Exercise prompt: In the book listing, condense the paragraph beginning "In 2008, after a record-breaking career" into a shorter version that keeps its main facts.
Segment Start: Exercise passage
Hard To Grip
A Memoir of Youth, Baseball and Chronic Illness
Emil DeAndreis
9781943156153
304 pages
Schaffner Press Inc
Overview
In 2008, after a record-breaking career as a D1 college baseball player, Emil DeAndreis' life seemed set: He was twenty-three, in great shape, and had just been offered a contract to pitch professionally in Europe. Then his body fell apart. It started with elbow stiffness, then swelling in his wrist. Soon, his fingers were too bloated to grip a baseball. He had Rheumatoid Arthritis, a disease that causes swelling and eventual deterioration of the joints, mostly targeting old people and women. Hard To Grip tells the story of a young man’s body giving out when he needs it most. It chronicles an ascending sports career, the ups and downs of life in the NCAA, and the challenges of letting go of pro baseball due to a dehumanizing condition. In a series of humorous anecdotes, Emil takes the reader on his bittersweet journey of a young man’s having to grapple with an “old woman’s disease.” From striking out future major leaguer All Stars, to sitting in support groups; from breaking university records, to barely making it up the stairs; from language barriers with Chinese healers to figuring out how to be employed as a vegetable, this book unveils the disease with humor and fearless honesty through the eyes of an unlikely victim. This memoir is an honest, rueful and at times hilarious story about learning to come to terms with a new reality, and an inspiring account of how Emil learned to run with the disease and not from it.
Author Bio
Emil DeAndreis is the author of Beyond Folly (Blue Cubicle Press). He is a high school baseball coach, and he teaches English at College of San Mateo, where he also coaches baseball. He lives in San Francisco with his wife.
Segment End: Exercise passage
Segment Start: Records
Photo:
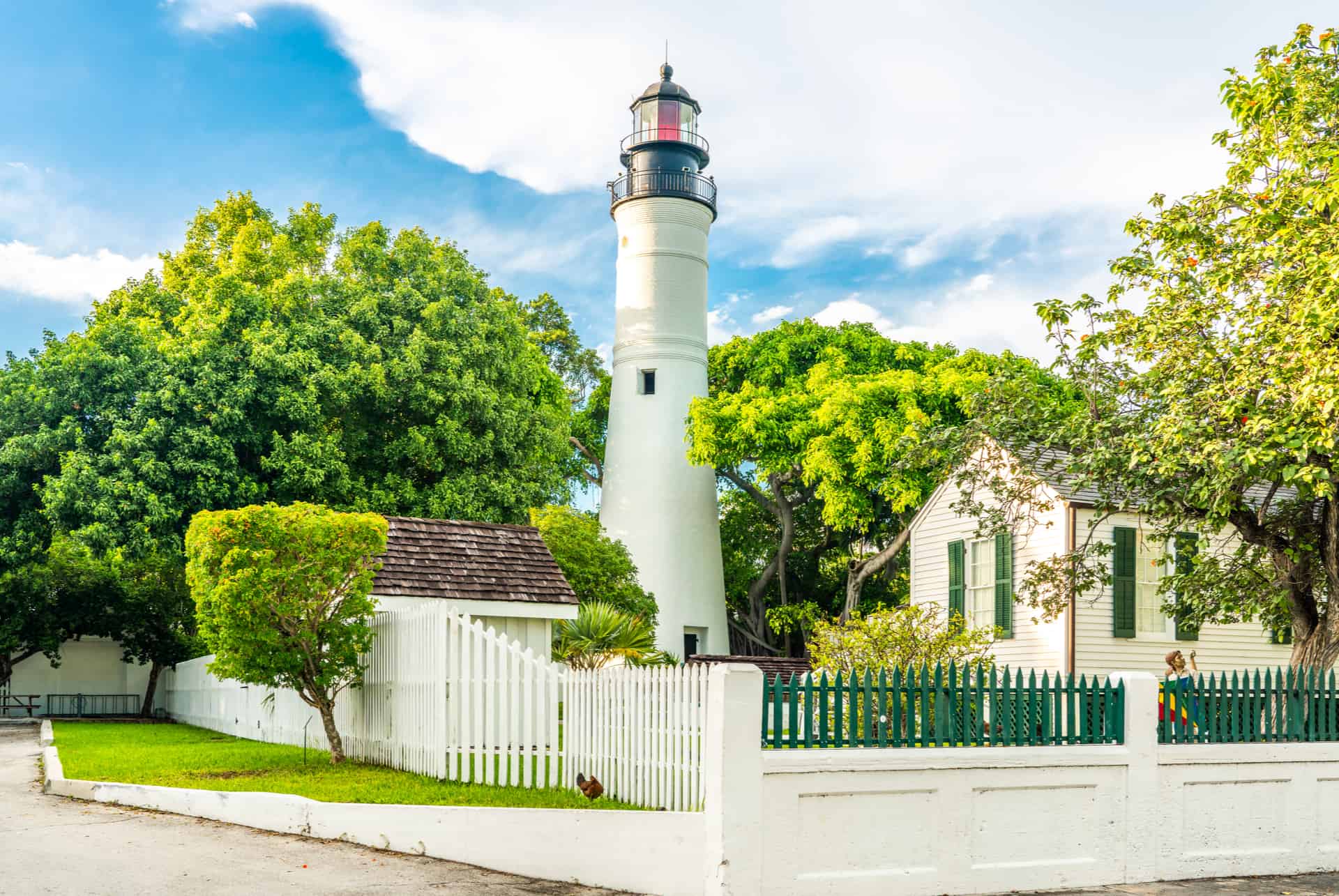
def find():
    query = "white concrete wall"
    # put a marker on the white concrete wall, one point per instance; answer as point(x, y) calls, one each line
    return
point(1037, 643)
point(1219, 647)
point(653, 500)
point(87, 666)
point(991, 820)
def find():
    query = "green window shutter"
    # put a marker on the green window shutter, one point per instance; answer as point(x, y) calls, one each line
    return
point(1004, 583)
point(956, 580)
point(1122, 583)
point(1187, 545)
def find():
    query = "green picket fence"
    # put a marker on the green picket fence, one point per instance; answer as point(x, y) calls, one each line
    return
point(1260, 706)
point(940, 706)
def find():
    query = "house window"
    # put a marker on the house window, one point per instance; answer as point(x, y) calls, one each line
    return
point(981, 583)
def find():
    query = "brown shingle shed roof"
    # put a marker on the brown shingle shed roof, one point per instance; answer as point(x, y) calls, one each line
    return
point(457, 560)
point(771, 666)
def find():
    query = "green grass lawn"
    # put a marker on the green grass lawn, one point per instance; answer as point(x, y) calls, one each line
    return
point(183, 756)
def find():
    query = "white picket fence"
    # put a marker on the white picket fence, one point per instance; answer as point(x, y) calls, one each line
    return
point(640, 733)
point(442, 695)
Segment End: Records
Completed exercise: In 2008, Emil DeAndreis was twenty-three, fit, fresh from a record-breaking D1 college baseball career, and offered a contract to pitch professionally in Europe. Then his elbow stiffened, his wrist swelled, and soon his fingers were too swollen to grip a baseball. He had Rheumatoid Arthritis, a disease that swells and eventually wears down the joints and mostly strikes old people and women. Hard To Grip follows his rise in sports, life in the NCAA, and the hard task of giving up pro baseball. Through humorous anecdotes, it moves from striking out future major league All Stars and breaking university records to support groups, struggling up stairs, and language barriers with Chinese healers. The memoir is honest, rueful, and often funny, and it tells how he came to accept a new reality and learned to run with the disease rather than from it.